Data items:

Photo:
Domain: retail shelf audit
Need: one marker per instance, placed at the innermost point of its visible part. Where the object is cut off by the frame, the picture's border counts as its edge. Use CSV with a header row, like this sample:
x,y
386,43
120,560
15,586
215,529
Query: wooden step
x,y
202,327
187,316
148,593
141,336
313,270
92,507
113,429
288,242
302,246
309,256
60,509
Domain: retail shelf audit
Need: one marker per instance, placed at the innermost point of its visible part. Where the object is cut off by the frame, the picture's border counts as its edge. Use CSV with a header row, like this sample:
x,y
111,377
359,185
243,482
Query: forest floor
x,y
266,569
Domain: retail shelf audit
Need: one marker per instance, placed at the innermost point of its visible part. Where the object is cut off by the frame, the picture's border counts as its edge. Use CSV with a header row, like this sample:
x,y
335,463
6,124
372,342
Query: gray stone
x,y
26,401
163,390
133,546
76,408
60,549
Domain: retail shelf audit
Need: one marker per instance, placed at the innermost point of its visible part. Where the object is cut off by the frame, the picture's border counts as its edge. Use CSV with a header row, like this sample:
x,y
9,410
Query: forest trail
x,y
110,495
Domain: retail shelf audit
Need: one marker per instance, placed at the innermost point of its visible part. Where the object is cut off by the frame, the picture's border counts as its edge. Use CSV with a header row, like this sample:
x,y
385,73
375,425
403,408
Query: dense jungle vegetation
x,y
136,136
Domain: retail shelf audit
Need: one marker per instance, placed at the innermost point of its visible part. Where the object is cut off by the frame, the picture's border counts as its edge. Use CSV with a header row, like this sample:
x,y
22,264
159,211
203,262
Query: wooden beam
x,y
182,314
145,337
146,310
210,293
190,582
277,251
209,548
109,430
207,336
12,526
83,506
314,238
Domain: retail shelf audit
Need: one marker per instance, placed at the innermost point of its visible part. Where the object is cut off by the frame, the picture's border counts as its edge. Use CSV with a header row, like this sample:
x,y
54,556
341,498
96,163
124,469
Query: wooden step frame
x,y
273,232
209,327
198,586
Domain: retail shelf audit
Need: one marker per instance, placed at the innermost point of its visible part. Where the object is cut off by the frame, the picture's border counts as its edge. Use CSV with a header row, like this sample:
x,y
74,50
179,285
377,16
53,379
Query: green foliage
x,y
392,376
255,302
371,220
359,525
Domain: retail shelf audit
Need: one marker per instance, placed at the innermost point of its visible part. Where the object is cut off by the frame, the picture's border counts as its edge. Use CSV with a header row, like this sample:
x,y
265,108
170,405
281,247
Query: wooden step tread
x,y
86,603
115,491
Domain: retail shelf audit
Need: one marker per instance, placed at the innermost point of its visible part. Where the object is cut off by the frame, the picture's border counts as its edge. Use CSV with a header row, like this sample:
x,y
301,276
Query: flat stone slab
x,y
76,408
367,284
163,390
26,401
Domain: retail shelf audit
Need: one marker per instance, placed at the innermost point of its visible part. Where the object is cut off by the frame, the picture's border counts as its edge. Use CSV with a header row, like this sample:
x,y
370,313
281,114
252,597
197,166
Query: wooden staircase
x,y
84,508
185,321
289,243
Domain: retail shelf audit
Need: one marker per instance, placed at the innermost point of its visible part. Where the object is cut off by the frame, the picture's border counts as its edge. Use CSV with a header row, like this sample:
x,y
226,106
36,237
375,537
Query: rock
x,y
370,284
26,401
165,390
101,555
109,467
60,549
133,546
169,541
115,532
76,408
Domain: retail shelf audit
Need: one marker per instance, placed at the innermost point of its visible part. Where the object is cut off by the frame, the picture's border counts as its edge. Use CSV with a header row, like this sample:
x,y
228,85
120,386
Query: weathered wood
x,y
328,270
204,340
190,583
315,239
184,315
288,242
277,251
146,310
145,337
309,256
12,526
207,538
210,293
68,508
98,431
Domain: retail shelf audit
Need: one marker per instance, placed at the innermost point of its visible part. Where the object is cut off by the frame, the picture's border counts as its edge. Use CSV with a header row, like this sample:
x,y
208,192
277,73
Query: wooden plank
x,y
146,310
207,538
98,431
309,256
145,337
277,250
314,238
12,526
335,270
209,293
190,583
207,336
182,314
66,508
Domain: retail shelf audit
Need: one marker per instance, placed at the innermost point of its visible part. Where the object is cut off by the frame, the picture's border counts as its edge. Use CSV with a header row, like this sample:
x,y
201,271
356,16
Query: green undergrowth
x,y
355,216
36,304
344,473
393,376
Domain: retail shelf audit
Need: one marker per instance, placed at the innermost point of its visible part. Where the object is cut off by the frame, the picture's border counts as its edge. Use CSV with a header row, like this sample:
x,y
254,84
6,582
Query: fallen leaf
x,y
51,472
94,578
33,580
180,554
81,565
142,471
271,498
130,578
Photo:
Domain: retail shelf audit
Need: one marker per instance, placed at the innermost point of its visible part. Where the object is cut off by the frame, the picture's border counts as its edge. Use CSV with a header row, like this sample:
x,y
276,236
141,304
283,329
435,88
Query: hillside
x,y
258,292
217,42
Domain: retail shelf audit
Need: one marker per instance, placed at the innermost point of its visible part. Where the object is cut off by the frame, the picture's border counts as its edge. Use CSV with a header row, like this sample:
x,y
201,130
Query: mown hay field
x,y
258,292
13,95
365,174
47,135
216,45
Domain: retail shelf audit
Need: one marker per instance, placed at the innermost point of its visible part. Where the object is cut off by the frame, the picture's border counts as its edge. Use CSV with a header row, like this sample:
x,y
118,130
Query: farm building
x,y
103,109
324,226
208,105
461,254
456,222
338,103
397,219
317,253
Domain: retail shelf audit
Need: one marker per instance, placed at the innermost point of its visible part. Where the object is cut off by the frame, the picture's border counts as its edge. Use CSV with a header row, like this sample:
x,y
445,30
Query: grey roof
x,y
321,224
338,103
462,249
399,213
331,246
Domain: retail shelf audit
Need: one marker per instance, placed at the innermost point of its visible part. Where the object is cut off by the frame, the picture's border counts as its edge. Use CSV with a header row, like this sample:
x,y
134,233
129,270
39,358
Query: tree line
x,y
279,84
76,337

**What the task asks**: Set all of the entries down again, exactly as they were given.

**Completed task**:
Photo:
Domain: retail shelf audit
Need: one marker per instance, placed at the innermost point of its visible part. Where the object is cut off by the frame, the picture's border counts as its edge. Use CSV with a header row, like this sample:
x,y
386,43
120,560
15,586
215,529
Query: wooden step
x,y
202,327
187,316
148,593
141,336
313,270
92,507
113,429
288,242
302,246
309,256
60,509
Domain: retail shelf audit
Need: one marker per instance, placed at the innermost point of its visible part. Where the object is cut off by the frame, the picture's border counts as its edge. Use CSV with a header row, like this sample:
x,y
111,377
359,185
243,482
Query: forest floor
x,y
266,569
Domain: retail shelf audit
Need: one marker per instance, placed at the innermost point of its visible part. Where the object is cut off by the frame, the picture's border counts as its edge. Use CSV with a header row, like this sample:
x,y
335,463
6,124
372,342
Query: gray stone
x,y
26,401
163,390
133,546
76,408
60,549
Domain: retail shelf audit
Need: one marker per instance, placed at the innermost point of its visible part. Where the object is cut off by the frame, the picture's border counts as its edge. Use CSV with a header row, like this sample:
x,y
9,410
Query: forest trail
x,y
110,495
Domain: retail shelf audit
Need: one marker per instance, placed at the innermost point of its visible part. Where the object is cut off by the frame, the picture's border counts as its edge. Use CSV with a header row, like this sample:
x,y
385,73
375,425
403,408
Query: dense jungle vegetation
x,y
136,136
Domain: retail shelf audit
Need: one marker per instance, placed at the innermost point of its visible part. Where the object is cut off by the frame, the picture's border counts as its edge. Use CSV with a header row, like this sample:
x,y
22,264
159,211
203,262
Query: wooden beam
x,y
182,314
145,337
146,310
210,293
190,582
277,251
209,548
109,430
207,336
12,526
83,506
314,238
Domain: retail shelf audit
Need: one marker per instance, placed at the innermost point of its visible part. Where the object is cut off by the frame, the picture's border counts as its edge. Use CSV with a header row, like this sample:
x,y
54,556
341,498
96,163
124,469
Query: wooden step frame
x,y
273,232
209,327
198,586
Domain: retail shelf audit
Need: one marker per instance, placed at the innermost point of its visible part. Where the object is cut off by the frame, the picture's border counts as its edge. Use CSV with a header row, like this sample:
x,y
74,50
179,285
377,16
53,379
Query: green foliage
x,y
392,376
255,302
371,220
359,525
Domain: retail shelf audit
Need: one marker per instance, placed at the innermost point of its visible part. Where the object is cut off by the frame, the picture's border counts as its edge. Use CSV with a header row, like this sample:
x,y
265,108
170,405
281,247
Query: wooden step tread
x,y
86,603
115,491
Domain: retail shelf audit
Need: one marker per instance, placed at the innermost point of its visible part. Where the object is cut off by the frame, the picture's border counts as its edge. Use CSV with a header row, like this sample:
x,y
301,276
Query: flat stone slab
x,y
76,408
367,284
163,390
26,401
Domain: retail shelf audit
Need: one marker per instance, placed at the innermost point of its visible part. Where the object is cut off by the frame, the picture's border counts as its edge. Use CSV with a header row, like this sample:
x,y
370,313
281,114
252,597
197,166
Query: wooden staircase
x,y
84,508
185,321
289,243
Domain: retail shelf audit
Need: one marker per instance, placed at the innermost point of its visible part. Where the object is cut off by the frame, the picture's border counts as its edge. Use CSV with a header row, like this sample:
x,y
226,106
36,237
375,537
Query: rock
x,y
370,284
26,401
165,390
101,555
109,467
60,549
133,546
169,541
115,532
76,408
Domain: retail shelf audit
Need: one marker per instance, placed at the innermost point of its visible part. Where the object is cut off by the frame, the picture's border counts as its edge. Use CSV with a header row, like this sample:
x,y
228,85
120,386
Query: weathered wood
x,y
328,270
204,340
190,583
315,239
184,315
288,242
277,251
146,310
145,337
309,256
12,526
207,538
210,293
68,508
98,431
Domain: retail shelf audit
Need: one marker per instance, placed at the innermost point of its visible part. Where the object is cut off by the frame, the picture's border counts as its edge. Use CSV with a header row, like this sample:
x,y
208,192
277,73
Query: wooden plank
x,y
146,310
207,538
98,431
309,256
145,337
277,250
314,238
12,526
335,270
209,293
190,583
207,336
182,314
66,508
Domain: retail shelf audit
Need: one marker per instance, placed at the innermost point of its visible part. Where the object is cut off by the frame, the picture's border counts as its edge. Use CSV with a header row, like this sample:
x,y
201,271
356,16
Query: green undergrowth
x,y
355,216
36,304
344,473
393,376
Domain: retail shelf audit
Need: one marker per instance, placed at the innermost point of its visible part. Where the object is cut off by the frame, the picture's border counts as its edge. Use CSV with a header row, like this sample:
x,y
254,84
6,582
Query: fallen leaf
x,y
51,472
94,578
33,580
180,554
81,565
142,471
271,498
130,578
Photo:
Domain: retail shelf audit
Need: one marker per instance, placed at the innermost point of its visible part. Where the object is cut off by the frame, the picture's border counts as its edge. Use CSV with a header row, like this sample:
x,y
276,236
141,304
283,329
435,88
Query: hillside
x,y
258,292
217,42
Domain: retail shelf audit
Need: one marker per instance, placed at the innermost point of its visible part. Where the object is cut off by the frame, the picture's border counts as its edge. Use CSV with a header row, like this sample:
x,y
201,130
Query: mown hay field
x,y
258,292
13,95
365,174
47,135
216,45
Domain: retail shelf audit
Need: one marker per instance, placed at the innermost point of its visible part. Where the object is cut off by the frame, the picture's border counts as its edge. Use CSV with a header row, like this sample:
x,y
118,130
Query: farm building
x,y
103,109
324,226
208,105
461,254
456,222
338,103
397,219
317,253
Domain: retail shelf audit
Need: one marker per instance, placed at the innermost point of its visible part. Where the object is cut off by the frame, the picture's border counts as its edge. Use CSV with a header row, like this sample:
x,y
445,30
Query: grey roof
x,y
321,224
338,103
462,249
399,213
331,246
Domain: retail shelf audit
Need: one marker per instance, placed at the innermost point of its visible part. Where the object is cut off by the frame, the picture's border counts as its edge. Use CSV with a header row, like this sample:
x,y
134,233
129,270
39,358
Query: tree line
x,y
279,84
76,337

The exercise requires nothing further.